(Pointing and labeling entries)
####

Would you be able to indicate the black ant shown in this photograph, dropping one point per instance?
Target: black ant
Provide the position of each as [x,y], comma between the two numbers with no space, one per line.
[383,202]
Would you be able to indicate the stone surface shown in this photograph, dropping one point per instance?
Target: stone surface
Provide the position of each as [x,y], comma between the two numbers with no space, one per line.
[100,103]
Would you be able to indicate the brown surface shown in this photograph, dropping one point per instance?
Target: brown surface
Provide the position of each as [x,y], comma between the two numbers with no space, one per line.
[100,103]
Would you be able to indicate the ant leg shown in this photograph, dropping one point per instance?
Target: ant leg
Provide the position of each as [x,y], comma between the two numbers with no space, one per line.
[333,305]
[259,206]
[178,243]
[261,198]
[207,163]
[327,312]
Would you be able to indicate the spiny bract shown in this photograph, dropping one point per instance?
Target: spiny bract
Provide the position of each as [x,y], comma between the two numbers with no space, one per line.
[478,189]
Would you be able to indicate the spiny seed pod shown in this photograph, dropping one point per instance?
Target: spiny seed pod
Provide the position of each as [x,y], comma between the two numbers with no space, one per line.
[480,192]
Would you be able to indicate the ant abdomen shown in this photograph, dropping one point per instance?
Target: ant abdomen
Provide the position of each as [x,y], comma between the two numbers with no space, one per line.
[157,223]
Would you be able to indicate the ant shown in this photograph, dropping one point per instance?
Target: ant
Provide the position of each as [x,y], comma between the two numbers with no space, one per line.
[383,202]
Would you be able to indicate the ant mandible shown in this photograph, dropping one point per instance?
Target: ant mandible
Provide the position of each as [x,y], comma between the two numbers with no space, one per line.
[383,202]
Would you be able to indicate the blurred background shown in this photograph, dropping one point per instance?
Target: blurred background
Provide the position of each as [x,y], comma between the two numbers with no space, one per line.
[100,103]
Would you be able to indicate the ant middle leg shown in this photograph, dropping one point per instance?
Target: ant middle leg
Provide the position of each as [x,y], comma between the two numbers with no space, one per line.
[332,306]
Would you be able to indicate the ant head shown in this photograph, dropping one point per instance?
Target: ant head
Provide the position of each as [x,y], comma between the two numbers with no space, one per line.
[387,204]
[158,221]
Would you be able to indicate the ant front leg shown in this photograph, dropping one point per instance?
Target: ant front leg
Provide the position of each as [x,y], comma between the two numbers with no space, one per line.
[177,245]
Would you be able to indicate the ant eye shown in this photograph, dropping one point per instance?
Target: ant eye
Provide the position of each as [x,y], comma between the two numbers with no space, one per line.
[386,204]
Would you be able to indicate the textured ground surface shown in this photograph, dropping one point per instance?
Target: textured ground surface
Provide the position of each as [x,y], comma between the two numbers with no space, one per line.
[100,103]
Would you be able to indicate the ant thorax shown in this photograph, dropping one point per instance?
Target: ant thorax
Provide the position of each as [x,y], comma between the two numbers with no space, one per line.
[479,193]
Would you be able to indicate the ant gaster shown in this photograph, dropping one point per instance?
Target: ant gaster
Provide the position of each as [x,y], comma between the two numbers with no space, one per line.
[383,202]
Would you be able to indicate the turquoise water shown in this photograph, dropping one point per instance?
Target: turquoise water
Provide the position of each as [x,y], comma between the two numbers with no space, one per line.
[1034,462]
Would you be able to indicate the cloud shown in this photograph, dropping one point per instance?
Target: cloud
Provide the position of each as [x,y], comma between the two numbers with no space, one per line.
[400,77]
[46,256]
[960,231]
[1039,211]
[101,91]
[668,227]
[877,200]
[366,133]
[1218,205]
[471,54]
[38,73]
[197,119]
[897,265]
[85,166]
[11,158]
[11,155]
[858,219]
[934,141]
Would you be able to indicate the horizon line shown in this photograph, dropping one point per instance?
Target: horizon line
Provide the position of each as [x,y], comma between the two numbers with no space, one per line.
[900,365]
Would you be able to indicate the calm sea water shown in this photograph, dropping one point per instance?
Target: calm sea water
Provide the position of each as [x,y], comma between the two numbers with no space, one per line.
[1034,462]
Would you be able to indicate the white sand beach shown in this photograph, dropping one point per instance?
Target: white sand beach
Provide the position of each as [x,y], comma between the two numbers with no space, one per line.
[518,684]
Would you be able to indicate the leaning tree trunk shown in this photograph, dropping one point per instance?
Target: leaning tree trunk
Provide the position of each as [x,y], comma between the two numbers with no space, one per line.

####

■ WHAT THIS TASK INVOLVES ■
Can you write out all of the material above line for line, without changing anything?

■ EXPECTED ANSWER ■
Would you be able to indicate the black ant shown in this photograph, dropping one point per instance?
Target: black ant
Provide the position of each as [x,y], comma between the two numbers with no space, one per line.
[383,202]
Would you be able to indicate the stone surface shown in this photograph, dropping one point per instance?
Target: stone surface
Provide the position of each as [x,y], comma between the two numbers with no space, one per line.
[100,103]
Would you be able to indicate the brown surface shown in this photograph, dropping one point per instance?
Target: brown surface
Provide the position of each as [x,y], comma between the two numbers with no space, one per line.
[100,103]
Would you be able to indicate the ant leg shown in this photograph, dropping one point per instance?
Target: ant leg
Provide the position of each as [x,y], comma between the two numbers with no space, one per line.
[333,305]
[259,206]
[178,243]
[261,198]
[207,163]
[327,312]
Would you be able to indicate the spiny bract shown in this photograph, dropping one point per instance?
Target: spiny bract
Provide the position of each as [x,y], comma between the two numbers with no space, one per line.
[478,189]
Would you be able to indicate the spiny seed pod shown in this photograph, dropping one point per instance?
Target: spiny seed pod
Provide the position of each as [x,y], comma between the two numbers with no space, one per line.
[480,192]
Would you be able to indicate the ant abdomen shown in this photograph, dropping one point per instance?
Target: ant abdomen
Provide the position of each as [x,y], comma between the two numbers with no space, one per line.
[157,223]
Would you be able to indicate the ant shown in this photograph, dropping one point per instance?
Target: ant
Provide the position of each as [x,y], comma between the two numbers with no space, one per line.
[383,202]
Would you be able to indicate the ant mandible shown in this photograph, dropping one point per instance?
Target: ant mandible
Provide the position of each as [x,y], comma between the two numbers with no space, one per line.
[383,202]
Would you be able to indicate the blurred background shown in this photograph, dropping one point per instance?
Target: blurred background
Provide the position of each as [x,y], comma between the two numbers with no space, one per line.
[100,103]
Would you be able to indicate the ant middle leg shown in this photograph, dropping one point per instance?
Target: ant middle leg
Provide the position of each as [x,y], comma between the two numbers with no space, one per line.
[332,306]
Would you be able to indicate the ant head shown in this photograph, dropping one point per instance?
Target: ant head
Provide the position of each as [x,y], comma between the two numbers with no space, one per line.
[387,204]
[158,221]
Would you be able to indicate the ant front leg shown in this photograph, dropping one point per instance?
Target: ant front leg
Provide the position of each as [x,y], comma between the two numbers with no space, one per line.
[177,245]
Would you be able to indicate the ant eye shown in this photograph, dropping one point per instance?
Target: ant eye
Provide the position of each as [x,y], comma between the two numbers with no space, one per line.
[386,204]
Would you be able to indicate the textured ground surface shown in this photograph, dropping one point per instance?
Target: textured ground surface
Provide the position of each as [x,y], comma between the two numbers with no space, one per line.
[100,103]
Would you be able to indicate the ant thorax shown in this photograph, dropping one point per instance?
Target: ant thorax
Provide the position of each as [x,y], comma between the two numbers with no space, one per line.
[479,193]
Would you be able to indicate the ant gaster shown in this photograph, dropping one point per instance?
Target: ant gaster
Provide the position of each as [x,y], comma between the two numbers with no space, one per line.
[383,202]
Would you be able to indicate the turquoise water shown in this photograph, dropping one point per instance?
Target: turquoise water
Provide the position of each as [x,y], comma between the two numbers with no space, one per line.
[1034,462]
Would you be able to indicate the cloud shown in this photograph, dropping one point per instance?
Target: cloud
Provide the position of each as [x,y], comma between the two numbers with no space, one per line.
[400,77]
[46,256]
[960,231]
[1039,211]
[101,91]
[668,227]
[877,200]
[366,133]
[1218,205]
[471,54]
[38,73]
[197,119]
[897,265]
[85,166]
[11,158]
[11,155]
[858,219]
[934,141]
Would you be able to indicate the horizon line shown in this photograph, dropping one point per instance?
Target: horizon line
Provide the position of each as [x,y], comma between the two numbers with no space, one per line.
[900,365]
Would you be able to indicate the calm sea water shown in this photograph, dropping one point per instance?
Target: calm sea water
Provide the position of each as [x,y], comma between the two numbers with no space, one per line.
[1034,462]
Would you be able to indicate the white sand beach shown in this photograph, dropping one point per instance?
Target: white sand beach
Provide the position of each as [x,y], comma between the two numbers with no space, one per line.
[518,684]
Would you be able to indicate the leaning tree trunk shown in this photograph, dropping one point per instance?
Target: leaning tree trunk
Provide the position of each as [x,y], comma between the two numbers with no space, one per line.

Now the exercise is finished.